- GIVEN EXERCISE -
Leave out the pictures, then reproduce the rest of the material exactly.

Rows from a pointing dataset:
____________________

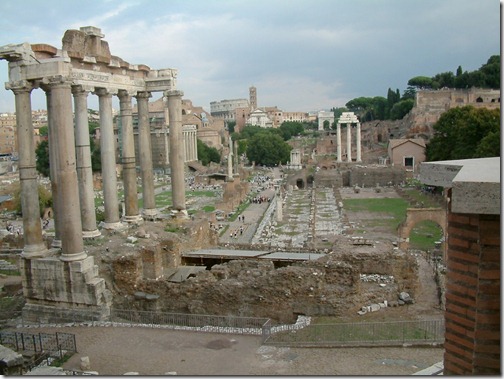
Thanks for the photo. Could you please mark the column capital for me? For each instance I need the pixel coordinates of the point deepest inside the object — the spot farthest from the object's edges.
(143, 95)
(125, 94)
(81, 90)
(105, 91)
(173, 92)
(19, 86)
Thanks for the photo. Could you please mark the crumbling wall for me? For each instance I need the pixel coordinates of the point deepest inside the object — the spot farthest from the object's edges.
(330, 286)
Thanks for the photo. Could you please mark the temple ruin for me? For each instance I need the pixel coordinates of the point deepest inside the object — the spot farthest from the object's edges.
(65, 277)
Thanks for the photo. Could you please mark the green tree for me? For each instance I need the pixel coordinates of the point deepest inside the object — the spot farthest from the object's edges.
(231, 125)
(44, 131)
(401, 109)
(268, 149)
(421, 82)
(465, 132)
(207, 154)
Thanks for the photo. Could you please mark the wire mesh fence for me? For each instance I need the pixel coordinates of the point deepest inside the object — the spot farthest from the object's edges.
(197, 322)
(362, 334)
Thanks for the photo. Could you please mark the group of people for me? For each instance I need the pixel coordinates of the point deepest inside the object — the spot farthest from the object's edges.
(236, 232)
(260, 199)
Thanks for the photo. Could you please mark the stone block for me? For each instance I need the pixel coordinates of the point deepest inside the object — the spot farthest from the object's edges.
(85, 365)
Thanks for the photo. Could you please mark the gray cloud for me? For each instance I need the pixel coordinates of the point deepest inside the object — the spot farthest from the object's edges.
(301, 55)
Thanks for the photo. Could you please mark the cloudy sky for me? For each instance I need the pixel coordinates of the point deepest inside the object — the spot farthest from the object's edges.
(301, 55)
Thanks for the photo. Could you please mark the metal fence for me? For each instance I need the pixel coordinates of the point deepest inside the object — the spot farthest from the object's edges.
(197, 322)
(394, 333)
(38, 342)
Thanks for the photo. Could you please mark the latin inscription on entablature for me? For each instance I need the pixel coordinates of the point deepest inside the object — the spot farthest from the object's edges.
(159, 85)
(98, 79)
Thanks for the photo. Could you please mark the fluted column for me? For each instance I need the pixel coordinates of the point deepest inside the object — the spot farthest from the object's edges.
(56, 242)
(34, 246)
(195, 144)
(84, 169)
(145, 155)
(338, 142)
(72, 244)
(176, 151)
(358, 141)
(349, 142)
(128, 160)
(108, 162)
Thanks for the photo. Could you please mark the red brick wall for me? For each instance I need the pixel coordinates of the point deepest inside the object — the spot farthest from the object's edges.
(472, 340)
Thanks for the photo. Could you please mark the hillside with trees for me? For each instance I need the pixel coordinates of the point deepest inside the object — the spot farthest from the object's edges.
(464, 133)
(395, 106)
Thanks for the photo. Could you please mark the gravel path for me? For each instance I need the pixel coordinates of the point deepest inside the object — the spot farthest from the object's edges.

____________________

- OUTPUT FOR THIS EXERCISE -
Thanks for the photo. Could you please mark the column capital for me? For each instance I need the pixel coordinates of the point deepest inside the object — the spot farthest from the object's edges.
(143, 95)
(125, 94)
(81, 90)
(105, 91)
(173, 92)
(19, 86)
Thanks for the photo. Could you please mark the crumbling wall for me? For each instance I need the pixel coordinates of the point deepest inside the object — the spot farthest from the object's edges.
(330, 286)
Thanks for the photo. Could you please mark the temple ruin for me? For each instance I need the pixel coordinates of the point deepest inside the object — the spot farthest from the object's edges.
(65, 277)
Thanks for the photo. Could you please mark the green tree for me? For each instance I need the pixel coordinates of the point deepest inside the object — the spot farthest from the object's edges.
(231, 125)
(44, 131)
(401, 109)
(268, 149)
(421, 82)
(465, 132)
(207, 154)
Thanks for the photo. Could you please mark the wire mesh fence for me? For each instance I need the pixel coordinates of the point deepest inside the object — the spot farthest from the object's edges.
(197, 322)
(362, 334)
Thanks for the photo. Could you please mark the group of people for me? For each instance I need the pixel coordinates of the point deepest inside the object — the spot farthest from the object's edges.
(236, 232)
(260, 199)
Thanks for the photo. Could you please mark the stone block for me? For each instance I need the pixel coordinates of the point deepest inside the object — the spot farthest from the object's edges.
(85, 365)
Thanks for the photo. Could you please mark the gray cloud for me? For each instance I need the pixel coordinates of the point deepest inside the object — the spot farthest from the object's edges.
(301, 55)
Thanks for the photo. Could you please mark the cloudy sky for me? For each instance I need the pixel coordinates of the point deepest inside the object — the spot farthest from the object's edges.
(301, 55)
Thanks for the photo. Could you please mark the metal fence for me? For each instance I need the pixel coordinates of the point deepest inside the object — the spot farthest from the object's edges.
(197, 322)
(394, 333)
(38, 342)
Thanks for the photo. Could you please mark the latin inscription on entablature for me? For each instance I need the pixel coordinates of the point deepest inside the object — the spot farthest from the object's edges.
(159, 85)
(98, 79)
Thanks for the photo. Could you please mark the fluted column for me? For each instance I need the pixel coordinates of the point deepest inside the object — the spot farthest from the object's edges.
(56, 242)
(34, 246)
(195, 144)
(84, 169)
(145, 155)
(338, 142)
(72, 244)
(176, 151)
(358, 141)
(349, 142)
(128, 160)
(108, 162)
Thanks for the photo. Could you please mark the red brick wall for me? For each instance I need the pixel coordinates of the point deepest inside the object — the spot farthest from the object's edges.
(472, 340)
Thanks for the photo. Could you please mark the hillside with trees for me? For each instance I need the pixel coordinates of the point deepest inside the object — the spot farthest from the object's edges.
(464, 133)
(395, 106)
Thanks for the photo. Could you please mark the gravel path for me? For each instance I need the pixel coordinates of the point deepest inside the object — the spot farthest from the object's edges.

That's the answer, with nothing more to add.